_Data in this exercise_
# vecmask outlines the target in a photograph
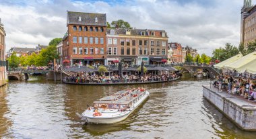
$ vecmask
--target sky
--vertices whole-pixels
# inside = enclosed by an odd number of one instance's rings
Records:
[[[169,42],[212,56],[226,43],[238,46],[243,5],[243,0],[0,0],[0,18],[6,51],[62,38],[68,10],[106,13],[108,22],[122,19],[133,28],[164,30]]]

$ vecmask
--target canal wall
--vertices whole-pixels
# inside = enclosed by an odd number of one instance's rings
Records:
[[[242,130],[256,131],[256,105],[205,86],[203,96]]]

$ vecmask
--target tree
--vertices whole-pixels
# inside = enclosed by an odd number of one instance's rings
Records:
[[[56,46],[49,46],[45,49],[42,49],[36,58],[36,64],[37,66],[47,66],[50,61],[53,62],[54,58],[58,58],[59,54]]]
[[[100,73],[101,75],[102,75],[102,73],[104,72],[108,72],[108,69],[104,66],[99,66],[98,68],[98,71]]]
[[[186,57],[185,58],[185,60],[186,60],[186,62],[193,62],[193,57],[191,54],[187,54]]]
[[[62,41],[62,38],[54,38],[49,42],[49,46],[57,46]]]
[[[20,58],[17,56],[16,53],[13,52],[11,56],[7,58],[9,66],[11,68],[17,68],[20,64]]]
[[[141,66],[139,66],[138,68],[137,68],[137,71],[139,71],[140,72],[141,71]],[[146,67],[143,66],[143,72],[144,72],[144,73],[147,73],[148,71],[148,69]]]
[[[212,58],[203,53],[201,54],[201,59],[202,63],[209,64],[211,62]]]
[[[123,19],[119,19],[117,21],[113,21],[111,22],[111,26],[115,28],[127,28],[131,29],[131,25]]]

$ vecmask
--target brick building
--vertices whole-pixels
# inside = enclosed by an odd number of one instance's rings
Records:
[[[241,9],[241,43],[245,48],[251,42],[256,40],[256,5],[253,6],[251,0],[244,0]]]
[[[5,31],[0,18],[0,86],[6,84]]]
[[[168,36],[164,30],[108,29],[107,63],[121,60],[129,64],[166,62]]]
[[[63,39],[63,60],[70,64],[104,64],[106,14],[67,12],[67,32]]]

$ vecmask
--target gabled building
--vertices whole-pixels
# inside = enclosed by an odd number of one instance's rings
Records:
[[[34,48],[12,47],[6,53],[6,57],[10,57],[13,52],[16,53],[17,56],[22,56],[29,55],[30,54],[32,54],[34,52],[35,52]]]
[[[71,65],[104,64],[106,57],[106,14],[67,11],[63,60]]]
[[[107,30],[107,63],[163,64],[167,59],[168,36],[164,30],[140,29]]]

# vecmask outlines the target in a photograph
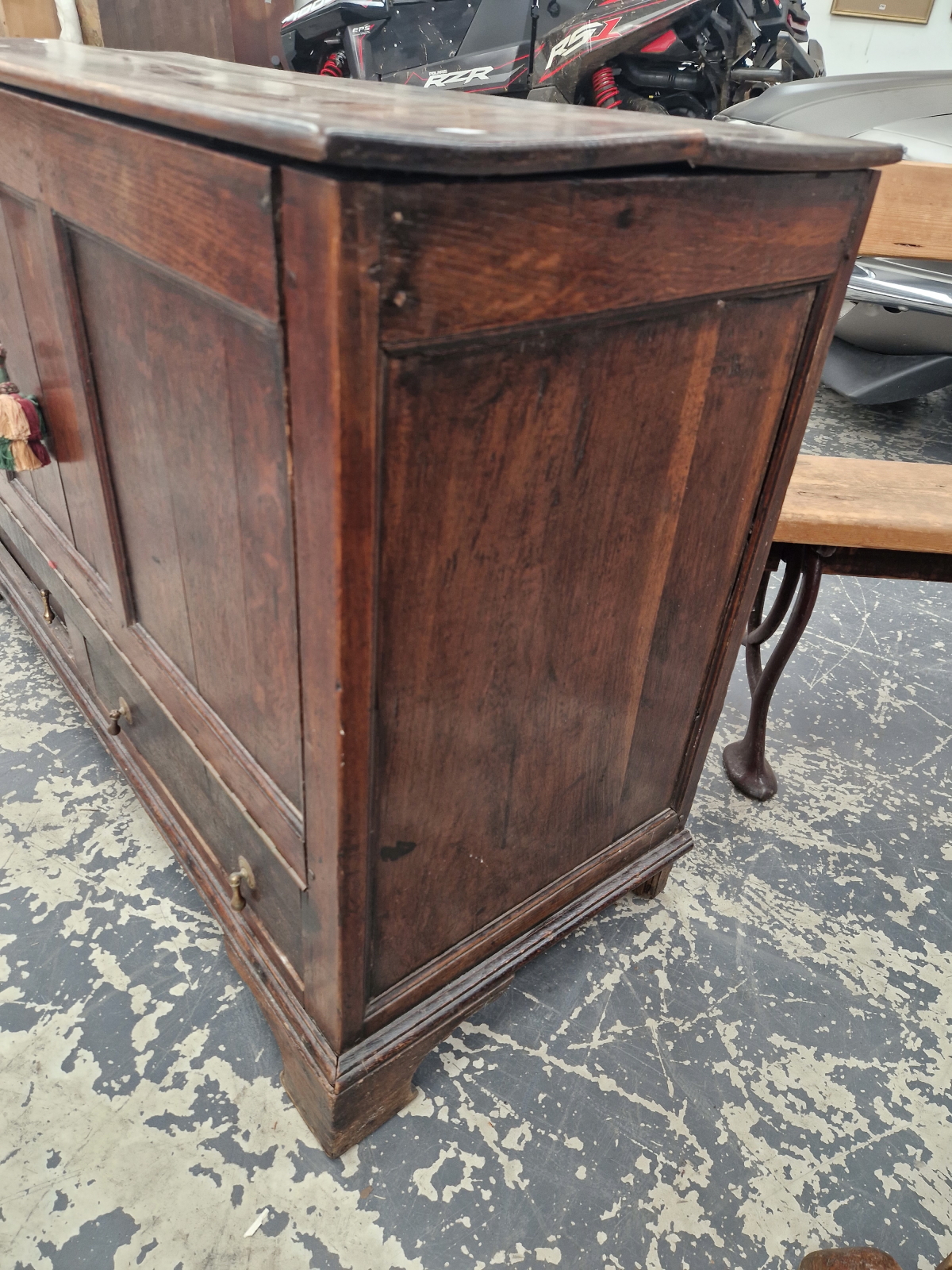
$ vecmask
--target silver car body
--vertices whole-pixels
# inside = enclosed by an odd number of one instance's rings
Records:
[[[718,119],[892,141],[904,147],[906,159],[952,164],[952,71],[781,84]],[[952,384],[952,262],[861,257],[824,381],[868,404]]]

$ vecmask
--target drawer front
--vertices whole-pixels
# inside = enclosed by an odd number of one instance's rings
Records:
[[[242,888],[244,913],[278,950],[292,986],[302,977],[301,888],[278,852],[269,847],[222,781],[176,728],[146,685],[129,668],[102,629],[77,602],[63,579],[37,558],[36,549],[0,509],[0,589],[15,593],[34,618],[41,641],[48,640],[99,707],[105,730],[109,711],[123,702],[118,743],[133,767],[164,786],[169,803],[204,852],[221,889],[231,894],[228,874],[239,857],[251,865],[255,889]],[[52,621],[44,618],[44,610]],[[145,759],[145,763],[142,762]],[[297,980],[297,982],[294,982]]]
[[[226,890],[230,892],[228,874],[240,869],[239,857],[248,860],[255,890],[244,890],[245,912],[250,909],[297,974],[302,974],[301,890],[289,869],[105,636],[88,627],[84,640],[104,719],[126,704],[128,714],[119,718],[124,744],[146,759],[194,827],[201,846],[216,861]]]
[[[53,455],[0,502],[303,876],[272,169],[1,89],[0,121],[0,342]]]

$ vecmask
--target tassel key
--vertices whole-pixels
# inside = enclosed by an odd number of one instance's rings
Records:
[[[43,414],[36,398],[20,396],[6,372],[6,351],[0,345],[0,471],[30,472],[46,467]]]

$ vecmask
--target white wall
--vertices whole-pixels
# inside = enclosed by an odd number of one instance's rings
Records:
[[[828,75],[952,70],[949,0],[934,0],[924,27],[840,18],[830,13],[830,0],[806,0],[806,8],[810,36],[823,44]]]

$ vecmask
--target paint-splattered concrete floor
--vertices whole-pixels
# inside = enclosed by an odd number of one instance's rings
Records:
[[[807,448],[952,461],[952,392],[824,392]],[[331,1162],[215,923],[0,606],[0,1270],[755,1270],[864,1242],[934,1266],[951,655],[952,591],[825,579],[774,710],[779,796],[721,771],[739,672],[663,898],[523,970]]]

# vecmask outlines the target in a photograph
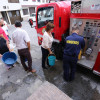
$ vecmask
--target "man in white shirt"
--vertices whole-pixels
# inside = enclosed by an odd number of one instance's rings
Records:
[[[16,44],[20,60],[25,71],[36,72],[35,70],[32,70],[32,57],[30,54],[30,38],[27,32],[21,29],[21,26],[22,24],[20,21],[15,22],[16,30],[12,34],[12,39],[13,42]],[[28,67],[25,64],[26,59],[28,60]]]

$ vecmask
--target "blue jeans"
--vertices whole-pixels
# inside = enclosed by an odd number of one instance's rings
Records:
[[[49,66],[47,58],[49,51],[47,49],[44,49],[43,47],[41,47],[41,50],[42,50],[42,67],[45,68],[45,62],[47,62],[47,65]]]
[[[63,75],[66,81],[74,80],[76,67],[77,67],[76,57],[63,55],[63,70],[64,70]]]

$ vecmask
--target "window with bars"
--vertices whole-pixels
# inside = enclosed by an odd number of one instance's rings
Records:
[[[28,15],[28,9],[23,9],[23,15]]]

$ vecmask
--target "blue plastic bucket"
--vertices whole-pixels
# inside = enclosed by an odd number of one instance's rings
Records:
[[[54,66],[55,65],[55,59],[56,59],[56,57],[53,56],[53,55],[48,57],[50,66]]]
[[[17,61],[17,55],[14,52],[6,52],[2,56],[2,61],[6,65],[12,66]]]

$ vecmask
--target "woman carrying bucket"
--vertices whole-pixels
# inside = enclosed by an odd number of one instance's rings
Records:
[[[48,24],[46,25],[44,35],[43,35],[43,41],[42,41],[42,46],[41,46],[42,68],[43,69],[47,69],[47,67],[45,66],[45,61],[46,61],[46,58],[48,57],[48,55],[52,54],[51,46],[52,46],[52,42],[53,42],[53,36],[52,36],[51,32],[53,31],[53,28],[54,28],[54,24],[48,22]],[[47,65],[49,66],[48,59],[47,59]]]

_Your task_
Gather every line above that contains the string "wall" and copy each one in full. Treat uppercase and lowercase as different.

_In response_
--target canal wall
--target white wall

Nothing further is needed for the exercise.